*STUDY QUESTIONS*.
[1] Repeat the passage about Clinton's campaign from "Penn, the presidential" to "the good advice.".
[2] In the passage about Clinton's campaign, why is Penn's March 2007 memo described as "remarkably prescient"? Answer in one to three sentences.

*EXCERPTED PASSAGE*.
########

The magazine reports Penn suggested getting much rougher with Obama in a memo on March 30, after her crucial wins in Texas and Ohio: “Does anyone believe that it is possible to win the nomination without, over these next two months, raising all these issues on him? ... Won’t a single tape of [the Reverend Jeremiah] Wright going off on America with Obama sitting there be a game ender?”

Atlantic Senior Editor Joshua Green writes that major decisions during her campaign for the Democratic presidential nomination would be put off for weeks until suddenly Clinton “would erupt, driving her staff to panic and misfire.”

Green reports that on a staff conference call in January where Clinton received “little response” or “silence” to several of her suggestions for how to recover from the Iowa loss and do better in New Hampshire, “Clinton began to grow angry, according to a participant’s notes,” Green recounts. “‘This has been a very instructive call, talking to myself,’ she snapped, and hung up.”

The eight-page blockbuster, “The Front-Runner’s Fall,” draws on internal memos, e-mails and meeting notes to reveal what the magazine’s September issue calls “the backstabbing and conflicting strategies that produced an epic meltdown.”

Penn, the presidential campaign’s chief strategist, wrote in a memo to Clinton excerpted in the article: “I cannot imagine America electing a president during a time of war who is not at his center fundamentally American in his thinking and in his values.”

A key take-away from the article is that Clinton received a lot of accurate advice, including from Penn. He wrote a remarkably prescient memo in March 2007 about the importance of appealing to what he called “the Invisible Americans,” specifically “WOMEN, LOWER AND MIDDLE CLASS VOTERS” — exactly the groups that helped Clinton beat Obama in key states nearly a year later.

But no one synthesized and acted on the good advice.

“The anger and toxic obsessions overwhelmed even the most reserved Beltway wise men,” Green writes. “[H]er advisers couldn’t execute strategy; they routinely attacked and undermined each other, and Clinton never forced a resolution. ... [S]he never behaved like a chief executive, and her own staff proved to be her Achilles’ heel.

########

*STUDY MATERIAL*.
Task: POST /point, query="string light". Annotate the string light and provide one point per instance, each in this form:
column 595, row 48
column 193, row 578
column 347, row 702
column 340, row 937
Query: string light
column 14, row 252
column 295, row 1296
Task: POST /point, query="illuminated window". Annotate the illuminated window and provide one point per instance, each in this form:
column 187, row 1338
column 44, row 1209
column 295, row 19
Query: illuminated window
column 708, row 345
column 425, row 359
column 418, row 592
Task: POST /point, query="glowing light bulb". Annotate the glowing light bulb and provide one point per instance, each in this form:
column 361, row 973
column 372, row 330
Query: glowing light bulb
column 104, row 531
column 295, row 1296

########

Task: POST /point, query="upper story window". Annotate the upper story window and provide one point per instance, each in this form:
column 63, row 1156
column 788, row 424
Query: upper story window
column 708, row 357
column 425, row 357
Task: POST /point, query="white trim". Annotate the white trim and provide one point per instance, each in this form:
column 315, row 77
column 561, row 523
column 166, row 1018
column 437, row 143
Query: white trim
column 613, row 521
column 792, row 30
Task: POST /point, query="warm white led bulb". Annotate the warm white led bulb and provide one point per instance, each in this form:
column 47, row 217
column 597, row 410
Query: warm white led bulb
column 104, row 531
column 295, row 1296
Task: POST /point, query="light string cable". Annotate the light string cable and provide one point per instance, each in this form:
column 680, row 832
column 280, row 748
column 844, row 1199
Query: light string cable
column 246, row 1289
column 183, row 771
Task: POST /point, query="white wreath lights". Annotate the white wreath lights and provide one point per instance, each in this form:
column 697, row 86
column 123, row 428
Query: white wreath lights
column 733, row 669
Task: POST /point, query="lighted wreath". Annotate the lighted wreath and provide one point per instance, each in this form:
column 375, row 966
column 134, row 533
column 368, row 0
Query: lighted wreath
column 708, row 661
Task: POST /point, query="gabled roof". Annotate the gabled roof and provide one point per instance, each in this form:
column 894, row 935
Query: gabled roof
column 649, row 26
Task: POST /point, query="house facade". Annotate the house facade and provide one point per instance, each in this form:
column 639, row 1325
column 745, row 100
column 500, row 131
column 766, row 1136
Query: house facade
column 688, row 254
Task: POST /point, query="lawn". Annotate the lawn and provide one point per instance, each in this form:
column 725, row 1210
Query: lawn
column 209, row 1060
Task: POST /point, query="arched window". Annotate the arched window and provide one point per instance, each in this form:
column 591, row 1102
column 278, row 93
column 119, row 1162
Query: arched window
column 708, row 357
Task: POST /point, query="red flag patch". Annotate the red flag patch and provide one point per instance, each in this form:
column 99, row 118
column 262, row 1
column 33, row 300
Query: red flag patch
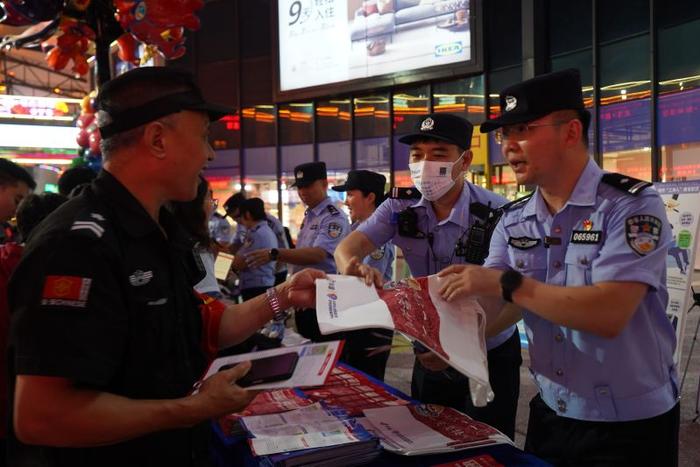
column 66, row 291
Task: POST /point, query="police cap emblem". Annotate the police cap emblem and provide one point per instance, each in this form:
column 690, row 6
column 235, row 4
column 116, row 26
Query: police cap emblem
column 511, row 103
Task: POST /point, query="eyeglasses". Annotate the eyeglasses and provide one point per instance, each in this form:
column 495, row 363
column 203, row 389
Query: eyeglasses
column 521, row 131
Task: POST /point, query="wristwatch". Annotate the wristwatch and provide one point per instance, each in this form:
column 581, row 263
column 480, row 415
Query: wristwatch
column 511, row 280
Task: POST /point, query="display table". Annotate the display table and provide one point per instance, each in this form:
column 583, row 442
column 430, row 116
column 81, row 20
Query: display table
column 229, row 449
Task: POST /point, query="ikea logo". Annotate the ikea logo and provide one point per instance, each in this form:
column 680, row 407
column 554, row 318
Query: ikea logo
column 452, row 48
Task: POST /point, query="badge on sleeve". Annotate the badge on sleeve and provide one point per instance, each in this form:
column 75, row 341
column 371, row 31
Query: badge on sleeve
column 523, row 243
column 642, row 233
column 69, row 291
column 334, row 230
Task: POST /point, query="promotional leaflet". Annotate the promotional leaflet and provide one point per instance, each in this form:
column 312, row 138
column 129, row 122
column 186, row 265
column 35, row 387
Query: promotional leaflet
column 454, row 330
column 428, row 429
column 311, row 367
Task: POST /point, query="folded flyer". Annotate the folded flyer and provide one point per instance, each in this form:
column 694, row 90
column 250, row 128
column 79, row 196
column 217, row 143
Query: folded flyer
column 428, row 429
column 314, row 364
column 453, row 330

########

*YOUR WRITTEN ANSWERS*.
[1]
Penn, the presidential campaign’s chief strategist, wrote in a memo to Clinton excerpted in the article: “I cannot imagine America electing a president during a time of war who is not at his center fundamentally American in his thinking and in his values.”

A key take-away from the article is that Clinton received a lot of accurate advice, including from Penn. He wrote a remarkably prescient memo in March 2007 about the importance of appealing to what he called “the Invisible Americans,” specifically “WOMEN, LOWER AND MIDDLE CLASS VOTERS” — exactly the groups that helped Clinton beat Obama in key states nearly a year later.

But no one synthesized and acted on the good advice.

[2] The memo stressed appealing to "the Invisible Americans," specifically women and lower- and middle-class voters. Those were exactly the groups that helped Clinton beat Obama in key states nearly a year later.